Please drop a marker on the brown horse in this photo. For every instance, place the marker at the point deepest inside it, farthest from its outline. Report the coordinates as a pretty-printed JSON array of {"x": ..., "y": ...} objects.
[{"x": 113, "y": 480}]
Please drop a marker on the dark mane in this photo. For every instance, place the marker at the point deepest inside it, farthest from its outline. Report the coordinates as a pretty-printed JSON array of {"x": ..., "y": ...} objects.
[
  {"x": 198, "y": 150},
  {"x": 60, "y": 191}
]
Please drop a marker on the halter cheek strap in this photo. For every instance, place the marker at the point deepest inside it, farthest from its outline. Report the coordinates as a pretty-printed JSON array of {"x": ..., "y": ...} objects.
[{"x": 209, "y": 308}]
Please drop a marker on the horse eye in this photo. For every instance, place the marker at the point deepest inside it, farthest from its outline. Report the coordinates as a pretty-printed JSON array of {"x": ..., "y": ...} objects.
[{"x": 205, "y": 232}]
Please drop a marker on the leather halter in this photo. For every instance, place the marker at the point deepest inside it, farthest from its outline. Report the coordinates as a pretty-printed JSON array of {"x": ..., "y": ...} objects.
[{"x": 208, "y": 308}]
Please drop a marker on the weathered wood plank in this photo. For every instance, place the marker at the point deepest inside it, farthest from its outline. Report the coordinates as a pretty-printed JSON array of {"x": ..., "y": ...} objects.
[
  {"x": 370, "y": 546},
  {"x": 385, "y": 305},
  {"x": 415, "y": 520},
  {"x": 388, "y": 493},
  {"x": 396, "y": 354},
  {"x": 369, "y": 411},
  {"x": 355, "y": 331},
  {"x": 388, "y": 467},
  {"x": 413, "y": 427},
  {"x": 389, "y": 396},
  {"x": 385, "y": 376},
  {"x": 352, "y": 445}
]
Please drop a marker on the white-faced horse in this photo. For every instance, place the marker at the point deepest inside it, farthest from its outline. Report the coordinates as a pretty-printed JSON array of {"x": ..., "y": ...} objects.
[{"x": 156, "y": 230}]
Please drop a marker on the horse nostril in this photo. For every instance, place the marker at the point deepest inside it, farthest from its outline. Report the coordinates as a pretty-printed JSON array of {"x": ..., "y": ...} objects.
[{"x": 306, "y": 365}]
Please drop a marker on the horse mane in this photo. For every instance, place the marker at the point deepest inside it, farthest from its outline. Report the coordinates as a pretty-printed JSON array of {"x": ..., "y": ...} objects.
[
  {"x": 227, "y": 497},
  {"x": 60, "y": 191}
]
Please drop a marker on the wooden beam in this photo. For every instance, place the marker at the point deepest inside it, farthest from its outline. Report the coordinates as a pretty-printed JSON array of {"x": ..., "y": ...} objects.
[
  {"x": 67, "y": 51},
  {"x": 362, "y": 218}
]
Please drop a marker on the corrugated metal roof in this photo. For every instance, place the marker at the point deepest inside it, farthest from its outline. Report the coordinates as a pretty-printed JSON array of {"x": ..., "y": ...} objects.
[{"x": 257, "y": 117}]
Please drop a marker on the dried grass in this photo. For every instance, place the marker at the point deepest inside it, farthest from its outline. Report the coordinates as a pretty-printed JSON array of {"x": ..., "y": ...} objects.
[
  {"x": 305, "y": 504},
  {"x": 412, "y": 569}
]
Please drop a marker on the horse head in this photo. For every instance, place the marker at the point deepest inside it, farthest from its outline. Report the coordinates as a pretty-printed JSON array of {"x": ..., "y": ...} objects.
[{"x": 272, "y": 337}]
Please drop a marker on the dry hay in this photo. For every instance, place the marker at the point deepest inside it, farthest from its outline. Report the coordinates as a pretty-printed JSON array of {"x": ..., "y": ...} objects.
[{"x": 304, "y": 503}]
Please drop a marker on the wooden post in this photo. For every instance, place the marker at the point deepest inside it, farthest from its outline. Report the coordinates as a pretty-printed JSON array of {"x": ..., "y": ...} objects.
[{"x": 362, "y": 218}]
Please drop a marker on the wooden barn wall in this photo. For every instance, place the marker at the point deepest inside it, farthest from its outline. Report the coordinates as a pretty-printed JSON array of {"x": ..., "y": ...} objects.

- - - - -

EXERCISE GOAL → Line by line, transcribe the material above exactly.

OUTPUT FOR THIS TASK →
Please drop a marker on the brown horse in this photo. For every instance, place the marker at the point deepest inside it, farthest from its outline. Report the coordinates as a pretty-printed JSON array of {"x": ..., "y": ...} objects.
[{"x": 113, "y": 480}]
Please drop a marker on the dark mane in this photo. For every instance, place the marker at the point deepest inside it, farthest from its outline. Report the coordinates as a pretty-printed JSON array of {"x": ..., "y": ...} objects.
[
  {"x": 198, "y": 150},
  {"x": 60, "y": 191}
]
Please drop a marker on the halter cheek strap in this photo. For every instance, place the marker at the point deepest inside it, farthest from its outline. Report the coordinates as a pretty-printed JSON array of {"x": ..., "y": ...} objects.
[{"x": 209, "y": 308}]
Please drop a marker on the horse eye in this photo. For every instance, place the marker at the point deepest inside it, farthest from its outline. Report the coordinates as a pretty-printed JSON array of {"x": ..., "y": ...} objects.
[{"x": 205, "y": 232}]
Please drop a marker on the leather halter in this photo. For every instance, place the marker at the point deepest inside it, farthest from its outline. Report the coordinates as a pretty-printed JSON array of {"x": ..., "y": ...} objects.
[{"x": 208, "y": 308}]
Please drop a marker on the weathered wood plank in this photo. For every instance, place the marker at the point deepest inside it, farthest from its outline. Report the coordinates as a pretty-printed JSON array of {"x": ..., "y": ...} objects.
[
  {"x": 370, "y": 546},
  {"x": 385, "y": 305},
  {"x": 415, "y": 520},
  {"x": 388, "y": 493},
  {"x": 396, "y": 354},
  {"x": 369, "y": 411},
  {"x": 355, "y": 331},
  {"x": 388, "y": 467},
  {"x": 413, "y": 427},
  {"x": 389, "y": 396},
  {"x": 385, "y": 376},
  {"x": 352, "y": 445}
]
Please drop a marker on the white-faced horse in this photo. For every instance, place the marker at the point deepest inside it, farthest from its outline. Report the coordinates as a pretty-printed JSON array of {"x": ..., "y": ...} objects.
[{"x": 156, "y": 230}]
Please drop a marker on the horse nostril in this photo. For every instance, place the marker at the point deepest inside it, farthest from its outline. Report the coordinates as a pretty-printed JSON array of {"x": ..., "y": ...} objects.
[{"x": 306, "y": 365}]
Please drop a marker on the horse mane in this photo. For every instance, place the marker at the point deepest inside it, farthest from its outline. Report the coordinates as a pretty-printed JSON array of {"x": ..., "y": ...} objects.
[
  {"x": 227, "y": 497},
  {"x": 60, "y": 191}
]
Please drop a marker on the wooden beam in this photo. For every instance, place the marker at the point deepest inside it, farthest from its outline. Report the coordinates as a pretty-printed JSON array of {"x": ..., "y": ...} objects.
[
  {"x": 67, "y": 51},
  {"x": 362, "y": 218}
]
Please drop a marker on the corrugated metal roof in this photo. For every instance, place the marker at the point deepest inside it, farthest from its outline. Report the coordinates as a pretty-printed JSON array of {"x": ..., "y": ...} objects.
[{"x": 257, "y": 117}]
Please drop a marker on the dried grass in this photo. For every instance, place the marker at the point deepest inside it, farthest from its outline. Report the coordinates as a pretty-printed JSON array of {"x": ..., "y": ...} objects.
[
  {"x": 305, "y": 504},
  {"x": 412, "y": 569}
]
Please drop a marker on the horse head in this photo. For every instance, place the marker at the point deepest inside it, farthest from its outline. Report the coordinates as a pretty-printed JSON array of {"x": ..., "y": ...} objects.
[{"x": 272, "y": 337}]
Please drop a marker on the dry hay in this photo. For every instance, place the marker at the point deepest inside it, farthest from its outline. Report the coordinates as a pretty-printed JSON array of {"x": ..., "y": ...} objects.
[{"x": 304, "y": 503}]
Please drop a marker on the wooden post in this photo. For every instance, place the marker at the point deepest inside it, farthest from its outline. Report the coordinates as a pretty-printed JSON array of {"x": ..., "y": ...} objects.
[{"x": 362, "y": 218}]
Please drop a marker on the wooden barn wall in this photo. For every instance, place the marker at the point deepest inside it, farthest from its outline. Report the coordinates as a pretty-printed JSON array of {"x": ..., "y": ...} objects.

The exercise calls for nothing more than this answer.